WORK TO COMPLETE:
Answer these from the passage on building vocabularies and language models:
1. Which shell does the passage name as standard on Linux and MacOS?
2. Which two word types does the passage say vocab-genspam.txt includes?
3. Which module holds the code for training and using the models?

The command lines below use wildcard notations such as
../data/gen_spam/dev/gen/* and
../data/gen_spam/train/{gen,spam}. These are supposed to
expand automatically into lists of matching files.
This will work fine if you are running a shell like
bash, which is standard on Linux and MacOS. If you’re using
Windows, we recommend that you install bash
there, but you could alternatively force
Windows PowerShell to expand wildcards.
We provide a script ./build_vocab.py for you to build a
vocabulary from some corpus. Type ./build_vocab.py --help
to see documentation. Once you’ve familiarized yourself with the
arguments, try running it like this:
./build_vocab.py ../data/gen_spam/train/{gen,spam} --threshold 3 --output vocab-genspam.txt
This creates vocab-genspam.txt, which you can look at:
it’s just a set of word types including OOV and
EOS.
Once you’ve built a vocab file, you can use it to build one or more smoothed language models. If you are comparing two models, both models should use the same vocab file, to make the probabilities comparable (as explained in the homework handout).
We also provide a script ./train_lm.py for you to build
a smoothed language model from a vocab file and a corpus. (The code for
actually training and using models is in the probs.py
module, which you will extend later.)
Type ./train_lm.py --help to see documentation. Once
you’ve familiarized yourself with the arguments, try running it like
this:
./train_lm.py vocab-genspam.txt add_lambda --lambda 1.0 ../data/gen_spam/train/gen
Here add_lambda is the type of smoothing, and
--lambda specifies the hyperparameter λ=1.0. While the
documentation mentions additional hyperparameters like
--l2_regularization, they are not used by the
add_lambda smoothing technique, so specifying them will
have no effect on it.
Since the above command line doesn’t specify an --output
file to save the model in, the script just makes up a long filename
(ending in .model) that mentions the choice of
hyperparameters. You may sometimes want to use shorter filenames, or
specific filenames that are required by the submission instructions that
we’ll post on Piazza.
The file
corpus=gen~vocab=vocab-genspam.txt~smoother=add_lambda~lambda=1.0.model
now contains a pickled copy of
a trained Python LanguageModel object. The object contains
everything you need to use the language model, including the
type of language model, the trained parameters, and a copy of the
vocabulary. Other scripts can just load the model object from the file
and query it to get information like \(p(z
\mid xy)\) by calling its methods. They don’t need to know how
the model works internally or how it was trained.

DATA PROVIDED:
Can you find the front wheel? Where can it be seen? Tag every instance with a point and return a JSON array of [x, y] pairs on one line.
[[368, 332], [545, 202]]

WRITTEN SOLUTION:
1. bash
2. OOV and EOS
3. probs.py